PROBLEM DETAILS » How many lines in these entries contain the string "towel"? Reply with the number alone.

Natural language region descriptions
* * *

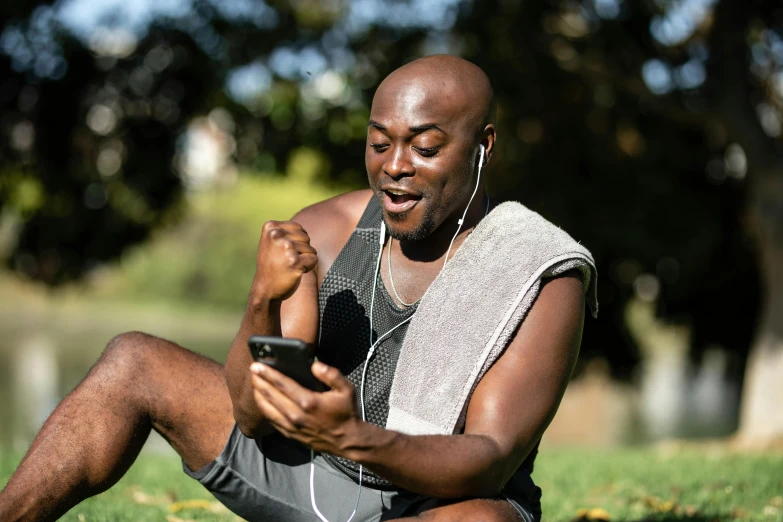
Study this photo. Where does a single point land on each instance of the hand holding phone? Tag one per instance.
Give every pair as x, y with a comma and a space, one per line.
288, 356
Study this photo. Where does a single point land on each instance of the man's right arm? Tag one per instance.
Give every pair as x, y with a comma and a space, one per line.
284, 278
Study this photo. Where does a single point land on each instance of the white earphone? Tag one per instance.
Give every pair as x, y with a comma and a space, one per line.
373, 346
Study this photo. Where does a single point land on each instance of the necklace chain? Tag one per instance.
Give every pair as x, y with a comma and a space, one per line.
391, 278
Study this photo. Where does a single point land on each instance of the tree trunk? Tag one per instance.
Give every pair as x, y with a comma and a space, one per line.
761, 414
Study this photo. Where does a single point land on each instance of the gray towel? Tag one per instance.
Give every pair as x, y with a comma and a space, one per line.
470, 312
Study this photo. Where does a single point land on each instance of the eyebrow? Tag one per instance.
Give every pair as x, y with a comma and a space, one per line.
416, 129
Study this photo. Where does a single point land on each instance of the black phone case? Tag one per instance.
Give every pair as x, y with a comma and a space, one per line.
288, 356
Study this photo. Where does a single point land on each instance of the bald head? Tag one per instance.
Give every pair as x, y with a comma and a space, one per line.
456, 85
429, 122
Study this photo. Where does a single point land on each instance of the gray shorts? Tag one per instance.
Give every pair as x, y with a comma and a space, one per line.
268, 479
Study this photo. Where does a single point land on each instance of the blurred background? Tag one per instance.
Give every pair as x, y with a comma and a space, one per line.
143, 144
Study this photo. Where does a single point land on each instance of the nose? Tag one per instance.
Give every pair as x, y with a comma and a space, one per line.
399, 165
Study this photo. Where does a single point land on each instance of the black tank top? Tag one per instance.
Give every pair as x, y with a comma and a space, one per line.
344, 302
344, 340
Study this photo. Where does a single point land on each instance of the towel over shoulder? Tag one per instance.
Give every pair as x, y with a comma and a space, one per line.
471, 311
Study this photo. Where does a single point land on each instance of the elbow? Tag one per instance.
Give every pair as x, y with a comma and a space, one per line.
489, 485
251, 426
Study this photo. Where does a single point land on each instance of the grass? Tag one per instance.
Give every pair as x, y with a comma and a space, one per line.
618, 485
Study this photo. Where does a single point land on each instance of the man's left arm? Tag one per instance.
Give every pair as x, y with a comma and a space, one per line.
508, 412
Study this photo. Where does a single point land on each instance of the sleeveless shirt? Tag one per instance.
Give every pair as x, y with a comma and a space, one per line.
344, 341
344, 338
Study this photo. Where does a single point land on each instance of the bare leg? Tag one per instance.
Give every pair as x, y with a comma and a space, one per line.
476, 510
92, 438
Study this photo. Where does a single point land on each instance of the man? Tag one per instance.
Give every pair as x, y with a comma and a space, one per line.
428, 124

* * *

EXPECTED ANSWER » 2